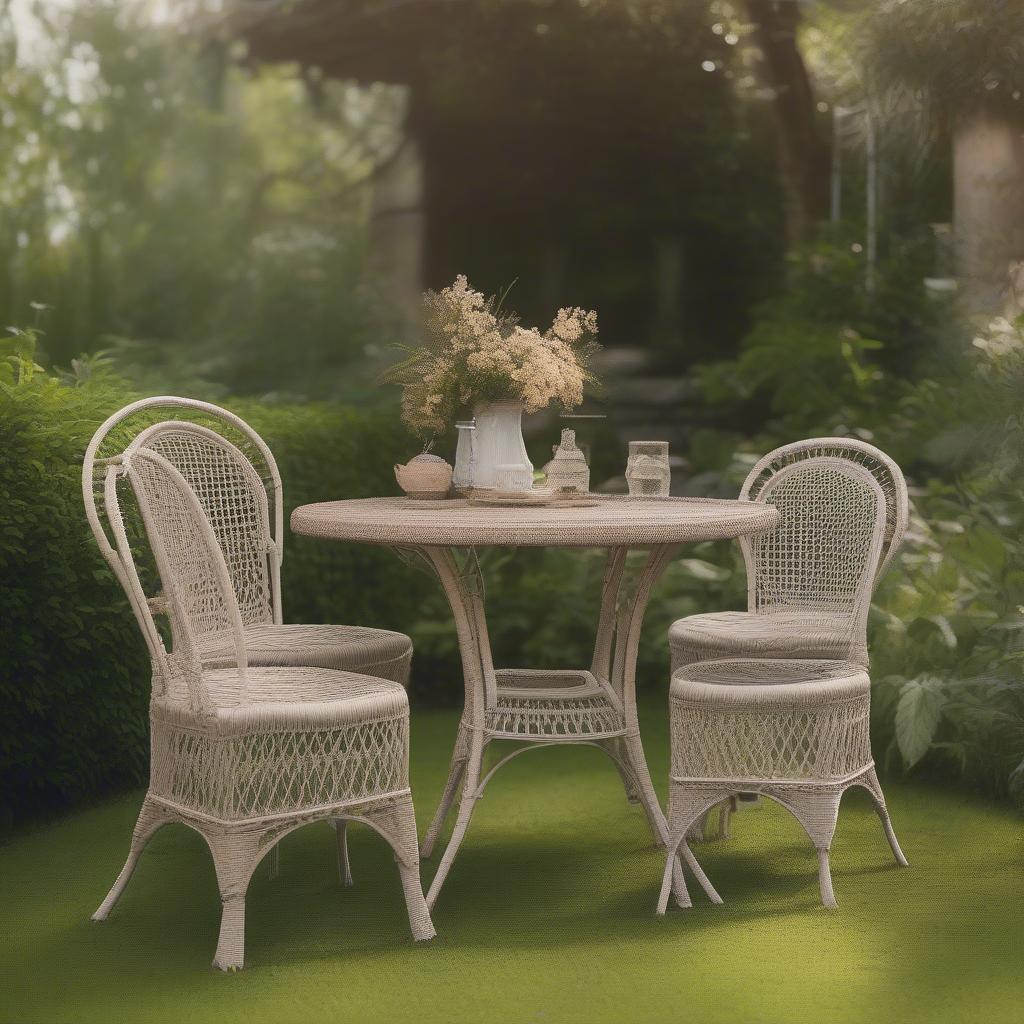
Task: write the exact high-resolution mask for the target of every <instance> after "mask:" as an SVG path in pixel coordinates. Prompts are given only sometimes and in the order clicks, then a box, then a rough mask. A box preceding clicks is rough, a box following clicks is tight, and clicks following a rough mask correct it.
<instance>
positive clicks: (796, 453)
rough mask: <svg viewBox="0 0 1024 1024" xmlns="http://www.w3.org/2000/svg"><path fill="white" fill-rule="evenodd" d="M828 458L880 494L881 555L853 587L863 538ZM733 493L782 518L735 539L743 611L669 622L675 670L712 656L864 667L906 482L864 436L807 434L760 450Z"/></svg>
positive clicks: (891, 459)
mask: <svg viewBox="0 0 1024 1024" xmlns="http://www.w3.org/2000/svg"><path fill="white" fill-rule="evenodd" d="M836 463H846V464H849V465H853V466H857V467H860V468H861V469H862V470H863V471H864V472H866V473H868V474H870V476H871V478H872V479H873V480H874V481H876V483H877V484H878V485H879V487H880V488H881V492H882V495H883V498H884V506H885V509H884V515H885V528H884V534H883V541H882V552H881V557H880V559H879V562H878V565H877V568H874V569H873V570H872V572H871V575H870V581H869V582H870V586H868V587H866V588H860V587H859V586H857V585H855V581H856V579H857V578H858V575H859V569H858V562H859V559H860V557H861V553H862V552H863V550H864V538H863V534H862V530H861V531H860V532H858V531H857V530H856V529H852V528H849V522H850V521H851V519H850V517H851V516H854V517H856V516H857V510H856V509H855V508H853V507H852V506H851V505H850V504H849V503H850V502H854V503H856V501H857V499H856V496H855V494H853V493H851V492H850V488H849V487H844V486H842V485H841V484H840V483H839V482H838V480H839V478H838V477H837V476H836V474H835V473H834V472H830V471H829V470H828V467H829V466H830V465H835V464H836ZM739 497H740V500H748V501H754V502H769V503H771V504H773V505H774V506H775V507H776V508H777V509H778V510H779V512H780V513H781V514H782V520H781V522H780V524H779V526H778V528H777V530H776V531H775V535H773V536H772V537H764V538H759V539H756V540H753V541H750V542H745V541H744V542H741V543H742V551H743V558H744V561H745V564H746V580H748V610H746V611H722V612H713V613H710V614H700V615H690V616H688V617H686V618H681V620H679V621H677V622H676V623H674V624H673V625H672V627H671V628H670V630H669V645H670V647H671V649H672V667H673V671H675V670H676V669H678V668H680V667H681V666H683V665H690V664H692V663H694V662H700V660H705V659H707V658H720V657H826V658H849V659H852V660H855V662H857V663H859V664H862V665H865V666H866V665H867V637H866V624H867V610H868V605H869V603H870V594H871V589H872V587H873V586H874V585H877V583H878V581H879V579H881V577H882V573H883V572H884V571H885V569H886V567H887V566H888V565H889V562H890V561H891V560H892V557H893V555H894V554H895V553H896V550H897V548H898V547H899V545H900V542H901V541H902V539H903V534H904V531H905V530H906V523H907V514H908V503H907V494H906V483H905V481H904V479H903V474H902V473H901V472H900V470H899V467H898V466H897V465H896V464H895V463H894V462H893V460H892V459H890V458H889V457H888V456H887V455H886V454H885V453H884V452H881V451H879V449H877V447H874V446H873V445H871V444H868V443H866V442H865V441H860V440H857V439H855V438H849V437H815V438H811V439H809V440H805V441H799V442H797V443H795V444H786V445H785V446H783V447H780V449H776V450H775V451H774V452H771V453H769V454H768V455H766V456H765V457H764V458H763V459H761V461H760V462H758V464H757V465H756V466H755V467H754V469H752V470H751V472H750V474H749V475H748V477H746V480H745V482H744V483H743V487H742V490H741V492H740V495H739ZM858 521H861V520H858ZM851 597H852V598H853V599H852V600H851Z"/></svg>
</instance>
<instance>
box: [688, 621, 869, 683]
mask: <svg viewBox="0 0 1024 1024" xmlns="http://www.w3.org/2000/svg"><path fill="white" fill-rule="evenodd" d="M669 646H670V647H671V649H672V668H673V671H675V670H678V669H679V668H680V667H682V666H685V665H691V664H693V663H694V662H703V660H706V659H717V658H723V657H773V658H774V657H782V658H784V657H806V658H815V657H823V658H843V657H844V656H845V655H846V654H847V653H848V651H849V649H850V629H849V624H848V623H847V622H845V621H843V620H837V617H836V616H835V615H833V614H829V613H828V612H822V611H812V610H803V609H802V610H799V611H767V612H752V611H717V612H711V613H709V614H702V615H689V616H688V617H686V618H680V620H678V621H677V622H675V623H673V624H672V626H671V627H670V628H669Z"/></svg>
-=-=-
Every line from the start of the material through the line containing "positive clicks: (796, 453)" is needed exactly as written; the pictures are not.

Task: write the exact high-resolution mask for the target of every <instance> after "mask:" as an SVG path in pixel coordinates. Prompts are given only sometimes and in the order clicks, then a box, then a rough mask. A box preceding clicks is rough, a box following clicks is tight, and clicks following a rough mask correct it.
<instance>
positive clicks: (796, 453)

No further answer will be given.